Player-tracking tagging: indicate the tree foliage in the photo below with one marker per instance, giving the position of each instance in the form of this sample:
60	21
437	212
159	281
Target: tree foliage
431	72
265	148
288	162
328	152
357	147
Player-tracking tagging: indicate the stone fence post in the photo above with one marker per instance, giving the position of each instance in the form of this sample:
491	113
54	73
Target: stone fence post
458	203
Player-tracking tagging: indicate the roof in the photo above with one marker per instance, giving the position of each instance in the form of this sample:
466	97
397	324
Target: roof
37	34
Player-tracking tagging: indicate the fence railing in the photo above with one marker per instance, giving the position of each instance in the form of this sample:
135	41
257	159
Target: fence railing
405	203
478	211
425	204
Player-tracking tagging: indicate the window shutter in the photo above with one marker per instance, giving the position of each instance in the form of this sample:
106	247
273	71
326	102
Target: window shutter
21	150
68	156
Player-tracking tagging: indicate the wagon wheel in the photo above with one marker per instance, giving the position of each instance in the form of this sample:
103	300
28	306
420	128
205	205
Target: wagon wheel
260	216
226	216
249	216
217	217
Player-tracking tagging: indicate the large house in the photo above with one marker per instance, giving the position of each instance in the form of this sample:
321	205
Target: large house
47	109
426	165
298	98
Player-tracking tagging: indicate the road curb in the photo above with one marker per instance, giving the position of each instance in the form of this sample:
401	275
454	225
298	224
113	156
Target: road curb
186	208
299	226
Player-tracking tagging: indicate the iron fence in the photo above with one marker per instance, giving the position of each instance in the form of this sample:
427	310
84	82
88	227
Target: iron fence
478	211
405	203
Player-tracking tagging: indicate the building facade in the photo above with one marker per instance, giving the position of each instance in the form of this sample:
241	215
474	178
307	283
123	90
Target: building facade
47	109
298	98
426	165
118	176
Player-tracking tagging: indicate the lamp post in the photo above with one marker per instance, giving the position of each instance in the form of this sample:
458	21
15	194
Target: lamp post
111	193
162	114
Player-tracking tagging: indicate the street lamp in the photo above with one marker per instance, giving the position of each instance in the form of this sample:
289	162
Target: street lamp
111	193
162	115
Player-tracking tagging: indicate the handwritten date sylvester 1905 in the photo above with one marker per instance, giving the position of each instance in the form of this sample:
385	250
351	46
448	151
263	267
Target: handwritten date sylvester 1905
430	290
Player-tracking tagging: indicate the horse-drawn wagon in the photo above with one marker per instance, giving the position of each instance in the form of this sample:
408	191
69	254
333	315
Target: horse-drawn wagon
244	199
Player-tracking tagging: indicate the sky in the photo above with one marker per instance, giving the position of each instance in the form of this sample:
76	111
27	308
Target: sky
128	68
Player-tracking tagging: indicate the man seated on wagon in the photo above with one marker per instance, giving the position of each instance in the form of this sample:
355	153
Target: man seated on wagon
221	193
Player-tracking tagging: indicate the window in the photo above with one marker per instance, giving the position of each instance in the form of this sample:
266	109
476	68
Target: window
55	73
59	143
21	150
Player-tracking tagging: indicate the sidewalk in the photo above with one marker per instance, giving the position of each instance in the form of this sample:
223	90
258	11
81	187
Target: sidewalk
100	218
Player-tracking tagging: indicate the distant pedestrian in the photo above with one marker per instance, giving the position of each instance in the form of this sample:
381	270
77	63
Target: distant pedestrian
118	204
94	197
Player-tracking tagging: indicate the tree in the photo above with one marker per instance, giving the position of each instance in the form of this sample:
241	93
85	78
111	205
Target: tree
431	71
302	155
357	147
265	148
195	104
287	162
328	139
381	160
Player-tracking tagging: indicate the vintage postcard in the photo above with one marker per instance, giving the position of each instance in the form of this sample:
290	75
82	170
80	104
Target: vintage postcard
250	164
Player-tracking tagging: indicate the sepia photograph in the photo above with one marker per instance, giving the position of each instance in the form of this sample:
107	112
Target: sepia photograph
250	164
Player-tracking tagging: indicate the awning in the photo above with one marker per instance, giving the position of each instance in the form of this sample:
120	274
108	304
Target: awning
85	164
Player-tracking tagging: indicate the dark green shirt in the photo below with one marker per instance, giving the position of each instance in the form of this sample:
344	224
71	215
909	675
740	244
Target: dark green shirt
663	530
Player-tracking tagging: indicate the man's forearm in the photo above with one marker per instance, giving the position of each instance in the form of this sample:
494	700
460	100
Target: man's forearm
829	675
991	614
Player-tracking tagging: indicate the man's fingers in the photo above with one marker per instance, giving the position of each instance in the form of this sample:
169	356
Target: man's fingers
================================
Return every line from the material that contains the word "fingers".

Player-tracking tagging: indicate the man's fingers in the photo above with one marker per instance, giving the position of each instance in the form of this sample:
Target: man's fingers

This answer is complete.